## RECORDS SHOWN:
--*--

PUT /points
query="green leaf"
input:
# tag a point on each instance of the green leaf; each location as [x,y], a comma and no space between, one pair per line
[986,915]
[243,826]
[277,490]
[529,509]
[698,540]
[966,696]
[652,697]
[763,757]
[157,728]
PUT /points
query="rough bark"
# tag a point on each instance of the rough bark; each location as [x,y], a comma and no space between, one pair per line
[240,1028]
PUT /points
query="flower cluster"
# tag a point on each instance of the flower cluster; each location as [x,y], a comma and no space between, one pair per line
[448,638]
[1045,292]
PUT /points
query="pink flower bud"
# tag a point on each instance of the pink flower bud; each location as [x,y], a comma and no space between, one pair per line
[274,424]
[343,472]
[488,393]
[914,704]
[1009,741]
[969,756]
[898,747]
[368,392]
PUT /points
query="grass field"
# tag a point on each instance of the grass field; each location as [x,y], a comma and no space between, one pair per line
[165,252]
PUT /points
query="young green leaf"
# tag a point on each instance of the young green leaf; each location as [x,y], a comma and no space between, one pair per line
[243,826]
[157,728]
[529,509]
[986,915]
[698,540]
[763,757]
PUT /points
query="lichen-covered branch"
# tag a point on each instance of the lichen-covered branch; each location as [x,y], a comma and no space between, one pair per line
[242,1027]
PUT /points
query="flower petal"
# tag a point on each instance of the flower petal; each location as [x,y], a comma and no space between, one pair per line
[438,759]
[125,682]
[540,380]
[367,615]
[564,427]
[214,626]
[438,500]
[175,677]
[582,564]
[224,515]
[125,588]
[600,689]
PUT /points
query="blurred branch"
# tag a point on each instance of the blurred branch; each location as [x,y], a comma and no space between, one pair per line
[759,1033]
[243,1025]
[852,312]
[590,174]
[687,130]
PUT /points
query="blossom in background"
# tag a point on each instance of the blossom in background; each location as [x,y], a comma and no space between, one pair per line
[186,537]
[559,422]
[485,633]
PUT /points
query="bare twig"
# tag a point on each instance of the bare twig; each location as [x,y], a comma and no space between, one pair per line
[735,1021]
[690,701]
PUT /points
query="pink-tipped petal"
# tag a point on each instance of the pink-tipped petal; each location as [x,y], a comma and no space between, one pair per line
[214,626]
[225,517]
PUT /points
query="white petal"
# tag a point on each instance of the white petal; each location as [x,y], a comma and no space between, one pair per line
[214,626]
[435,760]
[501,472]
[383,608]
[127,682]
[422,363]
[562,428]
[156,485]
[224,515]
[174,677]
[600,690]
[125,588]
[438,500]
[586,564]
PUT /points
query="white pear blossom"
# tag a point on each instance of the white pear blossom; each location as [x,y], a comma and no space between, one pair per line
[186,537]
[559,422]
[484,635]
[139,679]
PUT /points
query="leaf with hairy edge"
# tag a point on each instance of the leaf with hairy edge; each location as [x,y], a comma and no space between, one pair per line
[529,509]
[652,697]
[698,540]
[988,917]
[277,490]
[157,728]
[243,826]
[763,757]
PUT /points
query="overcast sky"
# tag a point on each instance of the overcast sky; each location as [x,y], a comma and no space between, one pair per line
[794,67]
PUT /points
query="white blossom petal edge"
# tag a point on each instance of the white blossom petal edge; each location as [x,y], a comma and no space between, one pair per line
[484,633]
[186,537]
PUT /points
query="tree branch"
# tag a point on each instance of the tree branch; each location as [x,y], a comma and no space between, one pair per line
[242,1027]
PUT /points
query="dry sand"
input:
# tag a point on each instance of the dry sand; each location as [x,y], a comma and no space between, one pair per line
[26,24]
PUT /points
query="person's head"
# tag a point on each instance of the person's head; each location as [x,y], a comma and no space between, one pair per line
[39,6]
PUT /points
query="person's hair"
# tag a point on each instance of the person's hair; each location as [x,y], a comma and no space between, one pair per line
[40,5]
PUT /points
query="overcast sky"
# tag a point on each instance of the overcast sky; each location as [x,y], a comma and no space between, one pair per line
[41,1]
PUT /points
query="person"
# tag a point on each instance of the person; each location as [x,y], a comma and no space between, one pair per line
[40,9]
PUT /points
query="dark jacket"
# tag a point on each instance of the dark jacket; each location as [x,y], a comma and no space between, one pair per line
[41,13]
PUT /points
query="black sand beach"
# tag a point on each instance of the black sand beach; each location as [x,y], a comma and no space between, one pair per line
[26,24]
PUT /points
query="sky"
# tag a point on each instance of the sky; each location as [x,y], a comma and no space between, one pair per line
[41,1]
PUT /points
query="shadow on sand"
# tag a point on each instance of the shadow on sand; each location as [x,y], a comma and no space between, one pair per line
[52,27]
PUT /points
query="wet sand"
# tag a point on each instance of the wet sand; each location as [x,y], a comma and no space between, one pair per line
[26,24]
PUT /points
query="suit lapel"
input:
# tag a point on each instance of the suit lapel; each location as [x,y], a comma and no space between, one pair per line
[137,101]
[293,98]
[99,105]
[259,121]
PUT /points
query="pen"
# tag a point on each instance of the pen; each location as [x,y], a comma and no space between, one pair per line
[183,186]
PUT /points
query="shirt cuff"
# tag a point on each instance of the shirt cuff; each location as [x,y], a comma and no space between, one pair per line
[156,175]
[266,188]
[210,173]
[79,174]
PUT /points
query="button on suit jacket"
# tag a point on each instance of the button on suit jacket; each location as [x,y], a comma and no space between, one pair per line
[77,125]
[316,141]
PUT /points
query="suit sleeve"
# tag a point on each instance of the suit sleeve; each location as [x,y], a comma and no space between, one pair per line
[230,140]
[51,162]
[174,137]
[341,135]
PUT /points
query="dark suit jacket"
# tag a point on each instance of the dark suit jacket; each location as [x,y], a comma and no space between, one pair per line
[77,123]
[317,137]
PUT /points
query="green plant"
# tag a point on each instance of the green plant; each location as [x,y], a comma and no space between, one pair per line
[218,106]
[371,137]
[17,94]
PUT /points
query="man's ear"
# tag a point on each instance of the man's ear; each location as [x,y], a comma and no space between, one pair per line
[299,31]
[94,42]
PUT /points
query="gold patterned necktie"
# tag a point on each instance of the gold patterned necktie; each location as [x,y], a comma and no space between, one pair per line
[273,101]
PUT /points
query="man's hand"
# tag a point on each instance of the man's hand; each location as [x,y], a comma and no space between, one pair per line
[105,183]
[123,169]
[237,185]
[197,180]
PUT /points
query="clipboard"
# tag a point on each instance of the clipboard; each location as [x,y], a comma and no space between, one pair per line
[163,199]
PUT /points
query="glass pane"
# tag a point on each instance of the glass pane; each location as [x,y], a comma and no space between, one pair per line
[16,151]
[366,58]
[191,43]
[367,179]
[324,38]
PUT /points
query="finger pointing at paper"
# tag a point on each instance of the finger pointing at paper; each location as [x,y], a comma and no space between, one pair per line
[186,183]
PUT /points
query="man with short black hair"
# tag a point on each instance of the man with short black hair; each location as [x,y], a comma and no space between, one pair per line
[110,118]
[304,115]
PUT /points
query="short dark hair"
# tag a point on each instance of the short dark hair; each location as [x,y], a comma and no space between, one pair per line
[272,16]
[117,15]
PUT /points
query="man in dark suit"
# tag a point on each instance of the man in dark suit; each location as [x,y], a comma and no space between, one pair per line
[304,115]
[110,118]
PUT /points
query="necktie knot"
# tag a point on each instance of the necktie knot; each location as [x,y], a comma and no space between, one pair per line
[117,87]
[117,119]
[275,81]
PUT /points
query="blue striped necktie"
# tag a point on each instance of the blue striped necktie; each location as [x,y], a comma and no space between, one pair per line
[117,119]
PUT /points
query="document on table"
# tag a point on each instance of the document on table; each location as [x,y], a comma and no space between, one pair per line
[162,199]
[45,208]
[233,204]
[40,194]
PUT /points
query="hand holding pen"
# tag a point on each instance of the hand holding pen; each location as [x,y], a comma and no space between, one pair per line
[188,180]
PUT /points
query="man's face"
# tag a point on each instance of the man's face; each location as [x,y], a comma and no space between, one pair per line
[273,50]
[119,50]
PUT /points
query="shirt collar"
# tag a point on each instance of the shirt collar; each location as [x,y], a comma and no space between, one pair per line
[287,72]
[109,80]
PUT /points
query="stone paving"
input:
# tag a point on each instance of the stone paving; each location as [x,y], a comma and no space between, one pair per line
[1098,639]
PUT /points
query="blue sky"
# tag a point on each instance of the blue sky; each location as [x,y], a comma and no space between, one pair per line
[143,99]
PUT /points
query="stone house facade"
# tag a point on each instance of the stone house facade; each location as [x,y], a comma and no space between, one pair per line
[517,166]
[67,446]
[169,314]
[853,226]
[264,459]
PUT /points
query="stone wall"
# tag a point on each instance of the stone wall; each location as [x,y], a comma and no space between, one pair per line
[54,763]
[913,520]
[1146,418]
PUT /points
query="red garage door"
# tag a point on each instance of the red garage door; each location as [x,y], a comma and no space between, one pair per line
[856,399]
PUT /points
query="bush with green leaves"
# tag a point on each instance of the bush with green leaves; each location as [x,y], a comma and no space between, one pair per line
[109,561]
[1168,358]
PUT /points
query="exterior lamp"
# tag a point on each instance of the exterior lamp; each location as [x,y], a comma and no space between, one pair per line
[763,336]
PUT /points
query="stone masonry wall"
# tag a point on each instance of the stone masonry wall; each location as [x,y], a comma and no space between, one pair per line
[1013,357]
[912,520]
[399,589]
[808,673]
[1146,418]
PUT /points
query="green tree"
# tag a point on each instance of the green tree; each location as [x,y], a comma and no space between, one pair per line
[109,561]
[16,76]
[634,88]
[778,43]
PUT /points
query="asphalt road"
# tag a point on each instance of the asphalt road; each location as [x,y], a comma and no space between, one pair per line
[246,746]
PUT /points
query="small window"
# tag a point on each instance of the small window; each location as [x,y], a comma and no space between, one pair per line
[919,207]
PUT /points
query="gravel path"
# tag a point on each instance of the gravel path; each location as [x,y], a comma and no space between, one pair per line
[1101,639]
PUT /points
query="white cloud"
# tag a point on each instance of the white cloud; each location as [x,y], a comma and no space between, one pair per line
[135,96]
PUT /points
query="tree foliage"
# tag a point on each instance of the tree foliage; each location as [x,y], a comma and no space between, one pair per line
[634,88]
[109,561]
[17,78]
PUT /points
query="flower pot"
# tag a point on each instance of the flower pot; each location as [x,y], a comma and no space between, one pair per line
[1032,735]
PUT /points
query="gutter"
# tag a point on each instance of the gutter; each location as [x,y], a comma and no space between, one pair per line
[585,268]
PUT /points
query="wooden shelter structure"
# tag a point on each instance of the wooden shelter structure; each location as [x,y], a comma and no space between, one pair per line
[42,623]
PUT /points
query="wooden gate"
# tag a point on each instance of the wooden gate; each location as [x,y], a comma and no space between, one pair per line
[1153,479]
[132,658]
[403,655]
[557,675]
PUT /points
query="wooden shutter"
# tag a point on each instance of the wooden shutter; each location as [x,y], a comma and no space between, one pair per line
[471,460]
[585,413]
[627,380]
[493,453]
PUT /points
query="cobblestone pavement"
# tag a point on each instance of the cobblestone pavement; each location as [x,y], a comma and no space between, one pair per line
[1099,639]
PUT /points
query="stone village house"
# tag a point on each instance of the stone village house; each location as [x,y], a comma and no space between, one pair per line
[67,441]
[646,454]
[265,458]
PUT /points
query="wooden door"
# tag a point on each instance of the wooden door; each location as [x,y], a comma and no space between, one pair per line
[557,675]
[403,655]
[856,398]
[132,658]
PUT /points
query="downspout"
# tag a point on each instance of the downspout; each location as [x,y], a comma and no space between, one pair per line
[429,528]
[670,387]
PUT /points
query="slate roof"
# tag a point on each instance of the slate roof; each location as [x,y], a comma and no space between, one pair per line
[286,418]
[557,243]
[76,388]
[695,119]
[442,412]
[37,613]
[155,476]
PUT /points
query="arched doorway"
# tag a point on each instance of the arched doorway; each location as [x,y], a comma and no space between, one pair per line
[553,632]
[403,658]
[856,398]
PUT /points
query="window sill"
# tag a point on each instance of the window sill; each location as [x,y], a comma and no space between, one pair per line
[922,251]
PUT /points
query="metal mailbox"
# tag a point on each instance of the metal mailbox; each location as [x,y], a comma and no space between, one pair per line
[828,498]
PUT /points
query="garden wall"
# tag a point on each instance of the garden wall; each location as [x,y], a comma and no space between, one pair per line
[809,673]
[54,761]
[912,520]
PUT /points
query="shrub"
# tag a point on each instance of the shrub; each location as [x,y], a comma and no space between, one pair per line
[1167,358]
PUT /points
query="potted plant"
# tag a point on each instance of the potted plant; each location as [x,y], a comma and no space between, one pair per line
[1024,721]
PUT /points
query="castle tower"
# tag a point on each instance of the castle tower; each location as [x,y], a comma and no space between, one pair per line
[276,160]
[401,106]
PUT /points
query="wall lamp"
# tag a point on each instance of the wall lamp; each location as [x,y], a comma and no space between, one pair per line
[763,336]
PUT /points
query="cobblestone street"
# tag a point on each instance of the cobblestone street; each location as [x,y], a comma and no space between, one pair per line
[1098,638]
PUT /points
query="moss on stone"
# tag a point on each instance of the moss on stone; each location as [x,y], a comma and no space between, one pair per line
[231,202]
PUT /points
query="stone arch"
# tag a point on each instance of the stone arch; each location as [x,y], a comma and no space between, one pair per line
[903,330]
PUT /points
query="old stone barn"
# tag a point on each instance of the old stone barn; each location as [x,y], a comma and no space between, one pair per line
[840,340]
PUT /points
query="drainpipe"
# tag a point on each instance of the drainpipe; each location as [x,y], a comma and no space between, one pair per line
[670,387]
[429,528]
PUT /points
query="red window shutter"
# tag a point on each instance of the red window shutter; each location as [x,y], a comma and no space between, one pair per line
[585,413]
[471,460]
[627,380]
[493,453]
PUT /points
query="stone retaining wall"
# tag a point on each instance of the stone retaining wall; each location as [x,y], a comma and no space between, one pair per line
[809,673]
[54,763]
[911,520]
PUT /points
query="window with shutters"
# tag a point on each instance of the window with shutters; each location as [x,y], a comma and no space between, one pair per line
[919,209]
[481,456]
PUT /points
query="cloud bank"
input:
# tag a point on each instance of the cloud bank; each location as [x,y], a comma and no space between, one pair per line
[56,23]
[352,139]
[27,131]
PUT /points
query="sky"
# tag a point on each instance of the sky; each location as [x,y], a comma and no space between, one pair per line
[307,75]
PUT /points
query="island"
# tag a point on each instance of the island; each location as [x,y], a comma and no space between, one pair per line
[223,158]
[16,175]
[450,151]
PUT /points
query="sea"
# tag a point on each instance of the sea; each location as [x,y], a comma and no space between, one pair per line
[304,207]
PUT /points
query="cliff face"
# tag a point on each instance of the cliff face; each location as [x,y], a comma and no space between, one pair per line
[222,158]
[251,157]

--*--

## WHAT IS EXPECTED:
How many lines of the items above contain the word "dark", with case counting? Reply with the number alone.

## THE COMPLETED TASK:
8